◆ GIVEN PROBLEM
Gather every line of the records below that contains the word "people", and copy each one out in full.

= = = = = = =

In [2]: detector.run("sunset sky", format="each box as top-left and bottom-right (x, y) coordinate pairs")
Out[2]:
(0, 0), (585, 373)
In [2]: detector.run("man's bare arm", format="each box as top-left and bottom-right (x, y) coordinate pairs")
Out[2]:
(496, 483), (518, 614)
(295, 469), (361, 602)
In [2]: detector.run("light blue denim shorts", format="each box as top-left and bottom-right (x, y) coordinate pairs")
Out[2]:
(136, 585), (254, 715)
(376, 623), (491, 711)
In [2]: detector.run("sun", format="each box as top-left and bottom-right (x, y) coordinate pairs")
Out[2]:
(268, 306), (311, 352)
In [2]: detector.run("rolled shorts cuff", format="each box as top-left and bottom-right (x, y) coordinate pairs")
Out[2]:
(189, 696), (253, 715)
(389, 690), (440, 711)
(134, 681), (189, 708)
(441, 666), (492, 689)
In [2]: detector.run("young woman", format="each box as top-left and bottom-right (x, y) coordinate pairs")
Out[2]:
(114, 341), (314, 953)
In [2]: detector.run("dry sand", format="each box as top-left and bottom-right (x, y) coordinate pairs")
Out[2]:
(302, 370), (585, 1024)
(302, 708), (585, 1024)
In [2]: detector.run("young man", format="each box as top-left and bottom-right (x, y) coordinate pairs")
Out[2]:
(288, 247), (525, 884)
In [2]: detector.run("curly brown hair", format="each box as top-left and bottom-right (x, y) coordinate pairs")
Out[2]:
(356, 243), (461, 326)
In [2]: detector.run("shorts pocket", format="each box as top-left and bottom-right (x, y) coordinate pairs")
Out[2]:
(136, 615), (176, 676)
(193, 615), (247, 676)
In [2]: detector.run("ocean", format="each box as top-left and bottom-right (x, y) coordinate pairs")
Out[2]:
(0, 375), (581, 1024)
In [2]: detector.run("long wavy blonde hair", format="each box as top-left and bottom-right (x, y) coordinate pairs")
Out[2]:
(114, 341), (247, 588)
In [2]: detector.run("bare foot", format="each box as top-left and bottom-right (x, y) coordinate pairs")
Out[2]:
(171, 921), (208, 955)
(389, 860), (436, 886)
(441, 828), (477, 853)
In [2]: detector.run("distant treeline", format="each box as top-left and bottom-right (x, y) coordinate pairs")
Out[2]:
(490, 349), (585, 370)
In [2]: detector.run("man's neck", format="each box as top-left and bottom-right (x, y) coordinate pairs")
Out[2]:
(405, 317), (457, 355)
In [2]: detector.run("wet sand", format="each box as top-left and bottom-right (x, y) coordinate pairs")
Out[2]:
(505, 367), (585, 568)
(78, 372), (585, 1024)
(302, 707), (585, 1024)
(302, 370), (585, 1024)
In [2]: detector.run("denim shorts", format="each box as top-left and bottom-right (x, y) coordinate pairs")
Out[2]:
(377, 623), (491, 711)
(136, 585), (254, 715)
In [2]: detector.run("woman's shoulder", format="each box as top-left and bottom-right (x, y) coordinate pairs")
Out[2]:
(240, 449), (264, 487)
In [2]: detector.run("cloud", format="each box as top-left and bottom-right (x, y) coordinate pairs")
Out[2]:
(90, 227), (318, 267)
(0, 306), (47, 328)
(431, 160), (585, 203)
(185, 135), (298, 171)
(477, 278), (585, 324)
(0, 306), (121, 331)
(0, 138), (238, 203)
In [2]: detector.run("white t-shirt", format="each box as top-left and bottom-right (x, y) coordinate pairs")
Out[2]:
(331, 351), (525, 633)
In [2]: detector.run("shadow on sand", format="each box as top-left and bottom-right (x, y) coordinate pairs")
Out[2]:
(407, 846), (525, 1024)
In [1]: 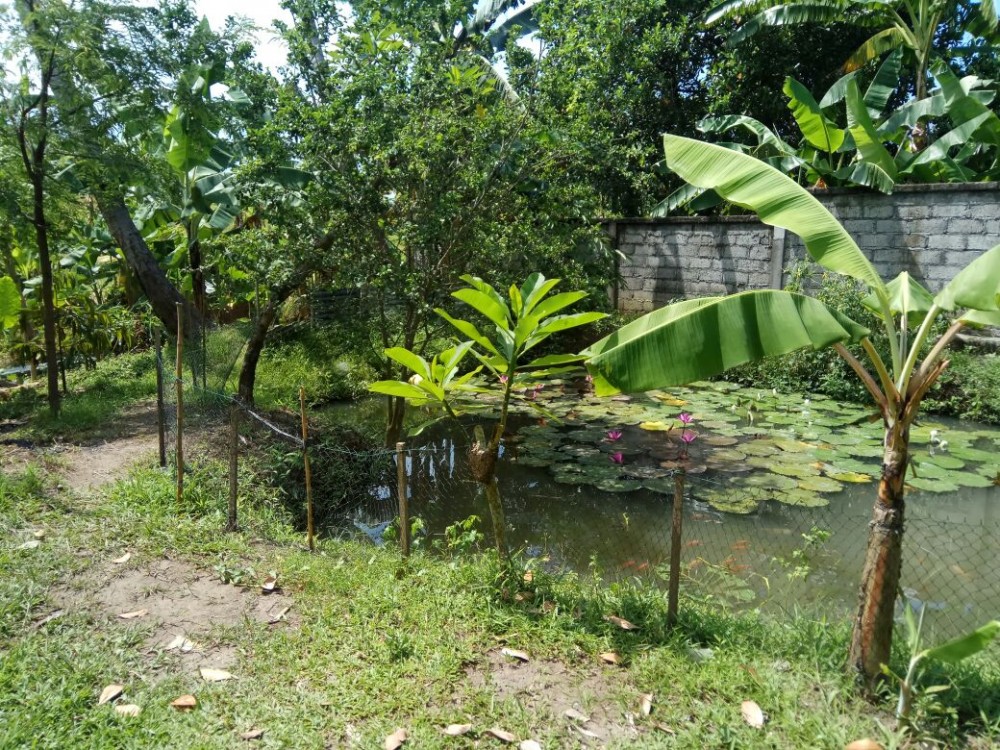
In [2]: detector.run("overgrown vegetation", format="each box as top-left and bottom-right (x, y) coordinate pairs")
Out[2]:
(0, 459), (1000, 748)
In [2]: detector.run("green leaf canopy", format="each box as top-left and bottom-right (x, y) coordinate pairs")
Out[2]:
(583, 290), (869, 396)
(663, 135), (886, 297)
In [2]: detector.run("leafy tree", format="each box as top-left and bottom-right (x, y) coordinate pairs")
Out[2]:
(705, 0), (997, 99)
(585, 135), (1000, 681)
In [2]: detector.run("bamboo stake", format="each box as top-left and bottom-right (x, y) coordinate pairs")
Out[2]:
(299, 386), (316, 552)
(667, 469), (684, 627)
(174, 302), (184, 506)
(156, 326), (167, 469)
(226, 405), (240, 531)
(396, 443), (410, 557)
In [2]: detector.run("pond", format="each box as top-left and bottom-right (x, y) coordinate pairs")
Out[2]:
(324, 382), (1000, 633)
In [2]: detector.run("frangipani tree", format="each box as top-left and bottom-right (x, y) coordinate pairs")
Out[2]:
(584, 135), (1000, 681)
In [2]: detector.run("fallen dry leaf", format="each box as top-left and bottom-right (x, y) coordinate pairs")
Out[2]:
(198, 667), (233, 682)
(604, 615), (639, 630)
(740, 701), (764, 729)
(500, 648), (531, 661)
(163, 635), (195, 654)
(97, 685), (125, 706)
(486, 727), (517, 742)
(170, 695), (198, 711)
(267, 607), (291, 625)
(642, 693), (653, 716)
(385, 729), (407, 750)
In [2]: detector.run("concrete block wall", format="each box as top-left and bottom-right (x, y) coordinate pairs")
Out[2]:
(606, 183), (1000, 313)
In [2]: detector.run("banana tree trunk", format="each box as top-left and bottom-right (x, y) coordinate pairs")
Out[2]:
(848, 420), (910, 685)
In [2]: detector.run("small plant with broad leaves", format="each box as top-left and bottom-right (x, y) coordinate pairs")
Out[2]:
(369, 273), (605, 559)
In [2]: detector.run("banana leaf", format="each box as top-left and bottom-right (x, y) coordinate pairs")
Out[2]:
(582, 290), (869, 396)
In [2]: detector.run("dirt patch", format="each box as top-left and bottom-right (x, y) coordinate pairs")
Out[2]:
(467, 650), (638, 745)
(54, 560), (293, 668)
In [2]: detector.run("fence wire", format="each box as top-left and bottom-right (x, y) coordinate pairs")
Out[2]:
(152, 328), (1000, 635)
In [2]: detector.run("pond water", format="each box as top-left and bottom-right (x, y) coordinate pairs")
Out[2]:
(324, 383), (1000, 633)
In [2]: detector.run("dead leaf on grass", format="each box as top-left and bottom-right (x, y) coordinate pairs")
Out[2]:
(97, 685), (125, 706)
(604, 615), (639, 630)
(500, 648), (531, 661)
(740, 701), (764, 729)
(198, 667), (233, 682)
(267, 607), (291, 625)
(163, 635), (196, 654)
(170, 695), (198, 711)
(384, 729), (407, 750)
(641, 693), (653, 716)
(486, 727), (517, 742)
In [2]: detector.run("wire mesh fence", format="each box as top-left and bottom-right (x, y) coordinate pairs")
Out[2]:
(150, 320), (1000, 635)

= = = = = = =

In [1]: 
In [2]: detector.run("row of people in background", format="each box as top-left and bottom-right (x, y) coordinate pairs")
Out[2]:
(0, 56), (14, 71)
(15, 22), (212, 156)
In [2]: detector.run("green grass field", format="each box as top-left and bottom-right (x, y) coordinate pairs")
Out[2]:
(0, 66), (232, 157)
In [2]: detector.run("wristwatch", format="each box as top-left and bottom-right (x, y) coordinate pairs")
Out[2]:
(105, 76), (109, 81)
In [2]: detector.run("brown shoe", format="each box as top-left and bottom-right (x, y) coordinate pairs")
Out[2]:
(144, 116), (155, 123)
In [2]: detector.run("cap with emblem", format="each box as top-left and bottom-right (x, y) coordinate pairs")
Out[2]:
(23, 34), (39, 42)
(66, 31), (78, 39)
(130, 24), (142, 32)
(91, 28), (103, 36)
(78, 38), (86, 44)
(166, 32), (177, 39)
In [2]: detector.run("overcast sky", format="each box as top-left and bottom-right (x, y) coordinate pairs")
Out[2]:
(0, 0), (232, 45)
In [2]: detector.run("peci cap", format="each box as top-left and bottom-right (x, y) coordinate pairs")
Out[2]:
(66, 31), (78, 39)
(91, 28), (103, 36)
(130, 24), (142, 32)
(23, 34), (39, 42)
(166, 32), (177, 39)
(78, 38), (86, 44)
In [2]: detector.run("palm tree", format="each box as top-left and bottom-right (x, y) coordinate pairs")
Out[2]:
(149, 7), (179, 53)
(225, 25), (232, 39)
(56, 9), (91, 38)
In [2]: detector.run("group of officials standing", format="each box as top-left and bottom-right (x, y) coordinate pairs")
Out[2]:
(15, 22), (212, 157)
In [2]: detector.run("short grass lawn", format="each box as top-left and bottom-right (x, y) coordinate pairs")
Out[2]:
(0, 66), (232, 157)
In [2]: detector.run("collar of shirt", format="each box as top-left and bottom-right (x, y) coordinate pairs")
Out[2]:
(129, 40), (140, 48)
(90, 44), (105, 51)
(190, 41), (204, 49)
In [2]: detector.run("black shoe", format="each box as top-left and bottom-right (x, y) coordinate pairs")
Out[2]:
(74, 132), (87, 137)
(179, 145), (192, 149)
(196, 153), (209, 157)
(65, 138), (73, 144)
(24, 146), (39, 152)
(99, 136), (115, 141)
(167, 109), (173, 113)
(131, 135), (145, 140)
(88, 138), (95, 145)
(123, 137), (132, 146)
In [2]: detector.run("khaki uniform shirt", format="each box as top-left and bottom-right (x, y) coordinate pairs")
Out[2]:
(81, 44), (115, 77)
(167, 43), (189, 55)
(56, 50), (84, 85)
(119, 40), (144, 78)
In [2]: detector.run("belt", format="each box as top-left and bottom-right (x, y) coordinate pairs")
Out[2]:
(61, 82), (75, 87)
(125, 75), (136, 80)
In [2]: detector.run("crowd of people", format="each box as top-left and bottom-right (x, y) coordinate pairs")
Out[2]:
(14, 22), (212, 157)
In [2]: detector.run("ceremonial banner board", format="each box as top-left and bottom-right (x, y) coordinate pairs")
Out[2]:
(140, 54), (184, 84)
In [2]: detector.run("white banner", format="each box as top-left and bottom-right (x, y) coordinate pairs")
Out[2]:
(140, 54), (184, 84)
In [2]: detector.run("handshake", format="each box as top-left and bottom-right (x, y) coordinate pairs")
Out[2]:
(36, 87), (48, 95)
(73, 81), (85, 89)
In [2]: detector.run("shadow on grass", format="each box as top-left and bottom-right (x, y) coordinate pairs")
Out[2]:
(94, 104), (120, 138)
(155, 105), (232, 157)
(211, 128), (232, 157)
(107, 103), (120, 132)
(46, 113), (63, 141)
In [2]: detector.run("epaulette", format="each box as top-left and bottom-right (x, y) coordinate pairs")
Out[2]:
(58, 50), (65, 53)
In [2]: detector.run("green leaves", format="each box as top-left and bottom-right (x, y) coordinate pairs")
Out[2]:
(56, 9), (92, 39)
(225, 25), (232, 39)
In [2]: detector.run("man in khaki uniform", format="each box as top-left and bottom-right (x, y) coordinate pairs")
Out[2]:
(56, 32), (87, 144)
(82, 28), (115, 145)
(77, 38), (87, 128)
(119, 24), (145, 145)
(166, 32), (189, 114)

= = = = = = =

◆ THE COMPLETED TASK
In [2]: detector.run("row of people in background", format="each box as top-left and bottom-right (x, y) coordinate pairs")
In [2]: detector.run("crowd of people", format="each box as top-left and bottom-right (x, y) coordinate pairs")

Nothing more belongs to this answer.